:: DATA FOR THE TASK ::
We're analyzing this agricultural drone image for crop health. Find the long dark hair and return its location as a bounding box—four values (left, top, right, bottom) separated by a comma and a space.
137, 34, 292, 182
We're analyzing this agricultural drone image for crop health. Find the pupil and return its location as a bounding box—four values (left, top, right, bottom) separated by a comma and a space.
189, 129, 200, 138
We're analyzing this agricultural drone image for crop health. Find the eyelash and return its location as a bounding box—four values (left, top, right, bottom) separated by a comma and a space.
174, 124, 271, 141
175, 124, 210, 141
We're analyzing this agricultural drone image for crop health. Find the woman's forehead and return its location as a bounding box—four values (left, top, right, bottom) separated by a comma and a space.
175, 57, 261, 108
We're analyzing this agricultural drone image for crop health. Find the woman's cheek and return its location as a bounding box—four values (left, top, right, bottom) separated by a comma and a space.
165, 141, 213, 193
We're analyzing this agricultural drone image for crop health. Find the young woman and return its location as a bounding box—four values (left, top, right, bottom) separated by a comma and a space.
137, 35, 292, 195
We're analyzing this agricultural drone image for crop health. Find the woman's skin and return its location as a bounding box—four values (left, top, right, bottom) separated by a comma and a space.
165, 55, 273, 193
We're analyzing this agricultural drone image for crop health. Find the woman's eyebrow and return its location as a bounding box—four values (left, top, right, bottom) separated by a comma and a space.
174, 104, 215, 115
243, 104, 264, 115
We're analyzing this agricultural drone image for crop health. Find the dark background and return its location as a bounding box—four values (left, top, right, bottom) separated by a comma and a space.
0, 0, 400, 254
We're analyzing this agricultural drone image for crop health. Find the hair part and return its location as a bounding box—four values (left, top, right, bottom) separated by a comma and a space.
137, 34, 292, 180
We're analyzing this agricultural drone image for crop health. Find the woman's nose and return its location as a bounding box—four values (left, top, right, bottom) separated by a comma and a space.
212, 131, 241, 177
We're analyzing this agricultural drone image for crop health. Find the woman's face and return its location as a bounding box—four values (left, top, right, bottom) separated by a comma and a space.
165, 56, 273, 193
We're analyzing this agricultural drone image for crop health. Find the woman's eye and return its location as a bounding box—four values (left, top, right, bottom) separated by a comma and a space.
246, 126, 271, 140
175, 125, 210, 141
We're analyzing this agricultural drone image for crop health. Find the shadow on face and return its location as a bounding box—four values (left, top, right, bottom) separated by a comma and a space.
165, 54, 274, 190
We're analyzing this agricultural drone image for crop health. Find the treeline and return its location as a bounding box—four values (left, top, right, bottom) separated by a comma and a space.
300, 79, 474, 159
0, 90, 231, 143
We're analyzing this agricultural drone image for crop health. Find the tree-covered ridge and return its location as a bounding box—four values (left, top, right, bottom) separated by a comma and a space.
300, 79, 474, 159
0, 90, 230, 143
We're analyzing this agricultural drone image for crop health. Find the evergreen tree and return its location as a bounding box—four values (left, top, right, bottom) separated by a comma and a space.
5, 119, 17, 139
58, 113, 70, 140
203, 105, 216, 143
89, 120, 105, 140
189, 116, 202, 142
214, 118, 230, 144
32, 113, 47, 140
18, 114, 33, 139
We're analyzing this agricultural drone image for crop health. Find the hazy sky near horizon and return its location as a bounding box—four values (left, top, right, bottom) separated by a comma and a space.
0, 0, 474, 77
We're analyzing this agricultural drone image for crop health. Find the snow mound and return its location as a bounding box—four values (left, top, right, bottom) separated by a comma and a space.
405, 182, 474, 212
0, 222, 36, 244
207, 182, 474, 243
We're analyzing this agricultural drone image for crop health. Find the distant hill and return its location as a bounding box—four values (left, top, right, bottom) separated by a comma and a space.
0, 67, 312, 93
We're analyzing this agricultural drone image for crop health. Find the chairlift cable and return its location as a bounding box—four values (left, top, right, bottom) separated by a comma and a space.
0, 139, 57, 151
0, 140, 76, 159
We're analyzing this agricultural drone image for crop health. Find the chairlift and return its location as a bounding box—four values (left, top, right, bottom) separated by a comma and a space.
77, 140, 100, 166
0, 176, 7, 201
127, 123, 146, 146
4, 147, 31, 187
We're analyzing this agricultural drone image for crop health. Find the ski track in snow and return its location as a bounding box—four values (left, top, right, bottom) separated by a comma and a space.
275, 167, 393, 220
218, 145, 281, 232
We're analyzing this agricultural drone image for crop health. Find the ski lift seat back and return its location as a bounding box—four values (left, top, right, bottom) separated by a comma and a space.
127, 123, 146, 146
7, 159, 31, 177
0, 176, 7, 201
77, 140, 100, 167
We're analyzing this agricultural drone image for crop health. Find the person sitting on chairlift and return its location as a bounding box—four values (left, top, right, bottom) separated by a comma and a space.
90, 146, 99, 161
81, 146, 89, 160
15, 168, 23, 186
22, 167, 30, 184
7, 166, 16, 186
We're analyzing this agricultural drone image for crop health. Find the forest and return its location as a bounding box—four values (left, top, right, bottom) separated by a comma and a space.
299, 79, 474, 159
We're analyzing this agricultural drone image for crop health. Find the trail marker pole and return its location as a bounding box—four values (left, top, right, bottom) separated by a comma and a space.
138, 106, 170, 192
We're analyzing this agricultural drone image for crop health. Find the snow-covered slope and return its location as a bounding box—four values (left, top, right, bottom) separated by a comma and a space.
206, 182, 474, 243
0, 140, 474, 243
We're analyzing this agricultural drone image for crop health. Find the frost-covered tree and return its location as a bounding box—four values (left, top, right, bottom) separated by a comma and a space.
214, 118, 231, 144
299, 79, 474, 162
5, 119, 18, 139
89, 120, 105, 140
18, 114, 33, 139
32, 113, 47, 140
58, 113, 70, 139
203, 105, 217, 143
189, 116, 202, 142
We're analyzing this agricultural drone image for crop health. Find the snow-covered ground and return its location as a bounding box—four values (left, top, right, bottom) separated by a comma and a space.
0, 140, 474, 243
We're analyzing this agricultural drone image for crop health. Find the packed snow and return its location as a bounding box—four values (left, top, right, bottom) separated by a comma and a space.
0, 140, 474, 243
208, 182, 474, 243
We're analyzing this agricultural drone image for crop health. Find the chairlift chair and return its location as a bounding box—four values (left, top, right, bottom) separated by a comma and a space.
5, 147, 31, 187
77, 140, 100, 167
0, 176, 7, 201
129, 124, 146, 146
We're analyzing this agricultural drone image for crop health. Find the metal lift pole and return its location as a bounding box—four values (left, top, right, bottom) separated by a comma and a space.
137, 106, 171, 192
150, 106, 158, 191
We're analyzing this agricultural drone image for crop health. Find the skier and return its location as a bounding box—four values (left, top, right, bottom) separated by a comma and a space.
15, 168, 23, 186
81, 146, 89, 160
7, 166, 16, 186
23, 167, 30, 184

:: SET TASK ::
Lay out every line of the records above as a numbered list, omitting any blank lines.

:: FINAL RESULT ::
1. We're analyzing this agricultural drone image for crop health. Find the long dark hair and return its location as a bounding box—four values (left, top, right, bottom) separated by a comma and a space.
2. 137, 34, 292, 182
3. We're analyzing this agricultural drone image for crop health. Find the pupil and return its location as a bounding box—four values (left, top, right, bottom) separated by a comma and a space.
4. 189, 129, 200, 138
5. We're analyzing this agricultural drone image for crop health. Find the eyelash and return its location as a bounding box—four values (left, top, right, bottom) separated by a comma and a space.
6. 174, 124, 271, 141
7. 175, 124, 210, 141
8. We're analyzing this agricultural drone image for crop health. Find the woman's forehead and return its location as a bounding box—four values (left, top, right, bottom) separated by a comma and a space.
9. 175, 57, 261, 108
10. We're analyzing this agricultural drone image for crop health. Find the woman's cheek and return its location as a bounding box—four values (left, top, right, bottom) separated by a comma and a space.
11. 165, 141, 213, 193
12. We're analyzing this agricultural drone image for crop health. Find the young woman and return its location as a bounding box—four values (left, top, right, bottom) separated by a comma and a space.
13. 137, 35, 292, 195
14. We're analyzing this agricultural drone image for crop health. Find the woman's skin and return its location as a bounding box—four values (left, top, right, bottom) separated by a comma and a space.
15. 165, 55, 273, 193
16. We're analyzing this agricultural drone image for crop health. Find the woman's eyebrow and return its location as a bounding box—four values (left, top, right, bottom) separated by a comma and a space.
17. 174, 104, 215, 115
18. 243, 104, 264, 115
19. We're analyzing this agricultural drone image for crop health. Find the dark background and return its location as a bounding box—four values (left, top, right, bottom) separated by a comma and a space.
20. 0, 0, 400, 254
21. We're analyzing this agricultural drone image for crop health. Find the hair part and return its location as a bounding box—four values (left, top, right, bottom) separated by a comma and a space.
22. 137, 34, 292, 180
23. We're analyzing this agricultural drone image for crop health. Find the woman's nose and return its location as a bounding box—four values (left, top, right, bottom) separated by a comma and a space.
24. 212, 131, 241, 177
25. We're analyzing this agricultural drone image for crop health. Find the woman's face and return its location as a bounding box—four values (left, top, right, bottom) separated by a comma and a space.
26. 165, 56, 273, 193
27. We're analyzing this agricultural drone image for crop health. Find the woman's eye and return its location as a bounding box—four values (left, top, right, bottom) separated by a comma and a space.
28. 246, 126, 271, 140
29. 175, 125, 210, 141
30. We're analyzing this agricultural drone image for crop health. Find the shadow on face and return its location as a bounding box—four values (left, top, right, bottom) separated by a comma and a space.
31. 165, 54, 274, 190
32. We're analyzing this agricultural drone image for crop health. Find the treeline and return its location as a bounding box—four values (left, top, right, bottom) separated by a comma and a space.
33. 300, 79, 474, 159
34. 0, 90, 231, 143
35. We're analyzing this agricultural drone image for crop health. Find the tree-covered ridge and return its location as a bounding box—four values (left, top, right, bottom) separated by a comma and a space.
36. 300, 79, 474, 159
37. 0, 90, 230, 143
38. We're analyzing this agricultural drone image for crop health. Find the evergreen tree and return its location as a bounding box—four values (left, top, right, bottom) separated by a comma and a space.
39. 5, 119, 17, 139
40. 58, 113, 70, 140
41. 203, 105, 216, 143
42. 89, 120, 105, 140
43. 189, 116, 202, 142
44. 214, 118, 230, 144
45. 32, 113, 47, 140
46. 18, 114, 33, 139
47. We're analyzing this agricultural drone image for crop health. Find the hazy sky near horizon and return its location as a bounding box—four values (left, top, right, bottom) separated by a comma and a space.
48. 0, 0, 474, 77
49. We're analyzing this agricultural drone image for crop health. Find the snow mound and return its location as a bounding box—four values (left, top, right, bottom) separated by a comma and a space.
50. 405, 182, 474, 212
51. 0, 222, 36, 244
52. 207, 182, 474, 243
53. We're analyzing this agricultural drone image for crop health. Find the distant hill and return its location as a bounding box—four values (left, top, right, bottom) separated by a comma and a space.
54. 0, 67, 312, 93
55. We're analyzing this agricultural drone image for crop health. Find the chairlift cable and return its location as a bounding box—four values (left, top, right, bottom) separated by a comma and a space.
56. 0, 139, 57, 151
57. 0, 140, 76, 159
58. We're analyzing this agricultural drone image for crop health. Find the chairlift and return its location as a bounding box—four values (left, top, right, bottom) separated by a comma and a space.
59. 77, 140, 100, 166
60. 0, 176, 7, 201
61. 127, 123, 146, 146
62. 4, 147, 31, 187
63. We're analyzing this agricultural drone image for crop health. Find the ski track in snow and return its location as a bounding box—four values (left, top, right, bottom) separated by a comma and a space.
64. 275, 167, 393, 220
65. 218, 145, 281, 232
66. We're analyzing this agricultural drone image for crop health. Find the ski lift seat back and return its location as a bounding box—four values (left, top, right, bottom) separated by a comma and a space.
67. 127, 123, 146, 146
68. 7, 159, 31, 177
69. 0, 176, 7, 201
70. 77, 140, 100, 167
71. We're analyzing this agricultural drone image for crop health. Find the person sitting on chairlift and return its location as a bounding box—four values (left, top, right, bottom) separated by a comma and a space.
72. 90, 146, 99, 161
73. 81, 146, 89, 160
74. 15, 168, 23, 186
75. 22, 167, 30, 184
76. 7, 166, 16, 186
77. We're analyzing this agricultural drone image for crop health. Find the forest and return its location as a bounding box—four values (left, top, right, bottom) separated by a comma and a space.
78. 299, 79, 474, 159
79. We're analyzing this agricultural drone image for crop health. Find the trail marker pole and return its location as a bounding box—four values (left, top, right, bottom) separated by a comma and a space.
80. 138, 106, 170, 192
81. We're analyzing this agricultural drone image for crop health. Find the snow-covered slope and return its location as a bounding box—four values (left, top, right, bottom) separated by a comma and a space.
82. 206, 182, 474, 243
83. 0, 140, 474, 243
84. We're analyzing this agricultural drone image for crop health. Find the frost-covered tree and return its location as a bounding box—four values (left, top, right, bottom) separated by a comma and a space.
85. 214, 118, 231, 144
86. 299, 79, 474, 162
87. 5, 119, 18, 139
88. 89, 120, 105, 140
89. 18, 114, 33, 139
90. 32, 113, 47, 140
91. 58, 113, 70, 139
92. 203, 105, 217, 143
93. 189, 116, 202, 142
94. We're analyzing this agricultural drone image for crop health. Find the snow-covered ground and return its location as a bounding box—four values (left, top, right, bottom) separated by a comma and a space.
95. 0, 140, 474, 243
96. We're analyzing this agricultural drone image for crop health. Find the packed snow and return its location as a bounding box—four values (left, top, right, bottom) separated by a comma and a space.
97. 0, 140, 474, 243
98. 208, 182, 474, 243
99. We're analyzing this agricultural drone image for crop health. Find the chairlift chair and return its location as a bounding box—four values (left, top, right, bottom) separated by a comma and a space.
100. 5, 147, 31, 187
101. 77, 140, 100, 167
102. 0, 176, 7, 201
103. 129, 124, 146, 146
104. We're analyzing this agricultural drone image for crop health. Find the metal lift pole and return its location as a bounding box—four values (left, top, right, bottom) separated by a comma and a space.
105. 137, 106, 171, 192
106. 150, 106, 158, 191
107. We're analyzing this agricultural drone image for crop health. Find the skier and return its location as a bounding box—four values (left, top, right, bottom) separated by a comma and a space.
108. 15, 168, 23, 186
109. 81, 146, 89, 160
110. 7, 166, 16, 186
111. 23, 167, 30, 184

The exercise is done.